Pull out every line of the items below that contains the word "golden".

━━━ ENTRIES SHOWN ━━━

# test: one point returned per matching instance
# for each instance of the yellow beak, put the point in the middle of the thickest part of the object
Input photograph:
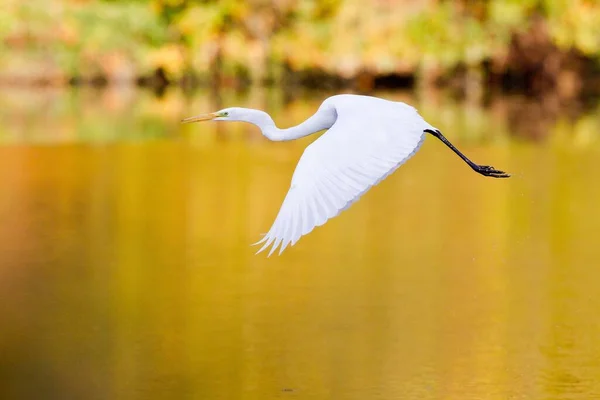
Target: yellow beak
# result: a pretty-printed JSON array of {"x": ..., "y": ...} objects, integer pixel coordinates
[{"x": 198, "y": 118}]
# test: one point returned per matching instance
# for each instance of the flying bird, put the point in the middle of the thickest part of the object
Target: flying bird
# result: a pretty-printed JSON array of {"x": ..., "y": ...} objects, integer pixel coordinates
[{"x": 367, "y": 139}]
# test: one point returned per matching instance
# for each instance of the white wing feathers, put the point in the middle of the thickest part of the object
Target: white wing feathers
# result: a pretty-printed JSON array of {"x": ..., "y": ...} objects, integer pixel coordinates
[{"x": 356, "y": 153}]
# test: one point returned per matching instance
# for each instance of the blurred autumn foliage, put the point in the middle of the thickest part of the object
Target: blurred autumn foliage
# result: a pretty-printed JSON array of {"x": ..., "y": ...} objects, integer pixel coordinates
[{"x": 527, "y": 44}]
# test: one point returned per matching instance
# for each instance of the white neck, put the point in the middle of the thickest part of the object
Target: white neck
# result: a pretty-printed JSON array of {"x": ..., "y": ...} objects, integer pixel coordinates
[{"x": 324, "y": 118}]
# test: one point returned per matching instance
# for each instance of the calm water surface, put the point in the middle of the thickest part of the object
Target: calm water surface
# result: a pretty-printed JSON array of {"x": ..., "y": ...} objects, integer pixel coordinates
[{"x": 126, "y": 271}]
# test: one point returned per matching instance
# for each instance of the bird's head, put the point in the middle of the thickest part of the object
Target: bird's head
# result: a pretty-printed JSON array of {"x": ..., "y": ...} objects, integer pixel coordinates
[{"x": 229, "y": 114}]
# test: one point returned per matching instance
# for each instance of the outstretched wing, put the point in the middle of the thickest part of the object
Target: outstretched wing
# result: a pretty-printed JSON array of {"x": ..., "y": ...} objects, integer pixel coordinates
[{"x": 366, "y": 143}]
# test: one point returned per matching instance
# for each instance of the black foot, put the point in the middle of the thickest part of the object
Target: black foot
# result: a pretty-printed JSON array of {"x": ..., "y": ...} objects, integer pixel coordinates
[{"x": 487, "y": 170}]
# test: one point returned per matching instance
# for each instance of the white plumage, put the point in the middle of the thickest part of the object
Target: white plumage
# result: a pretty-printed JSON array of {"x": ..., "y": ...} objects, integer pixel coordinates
[{"x": 367, "y": 139}]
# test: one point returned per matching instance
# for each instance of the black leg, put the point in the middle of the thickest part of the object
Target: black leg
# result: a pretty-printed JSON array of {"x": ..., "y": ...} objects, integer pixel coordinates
[{"x": 481, "y": 169}]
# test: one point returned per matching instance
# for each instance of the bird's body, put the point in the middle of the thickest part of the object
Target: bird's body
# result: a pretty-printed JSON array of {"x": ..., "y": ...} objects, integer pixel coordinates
[{"x": 367, "y": 139}]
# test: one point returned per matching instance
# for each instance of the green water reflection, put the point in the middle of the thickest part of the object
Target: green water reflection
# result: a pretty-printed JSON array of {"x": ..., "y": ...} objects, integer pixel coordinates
[{"x": 125, "y": 270}]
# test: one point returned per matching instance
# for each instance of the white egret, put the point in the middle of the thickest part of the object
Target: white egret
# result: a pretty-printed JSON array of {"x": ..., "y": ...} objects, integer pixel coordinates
[{"x": 367, "y": 139}]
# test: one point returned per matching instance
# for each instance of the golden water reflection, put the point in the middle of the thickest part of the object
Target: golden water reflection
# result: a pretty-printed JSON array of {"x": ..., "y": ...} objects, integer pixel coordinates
[{"x": 125, "y": 270}]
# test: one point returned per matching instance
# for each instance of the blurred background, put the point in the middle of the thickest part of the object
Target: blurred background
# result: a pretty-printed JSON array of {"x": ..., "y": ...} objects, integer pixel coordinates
[{"x": 125, "y": 265}]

━━━

== RESPONSE TO THIS EXERCISE ==
# for each instance of the golden water reflection, put the point in the middle of the thickest part of the object
Target: golden water reflection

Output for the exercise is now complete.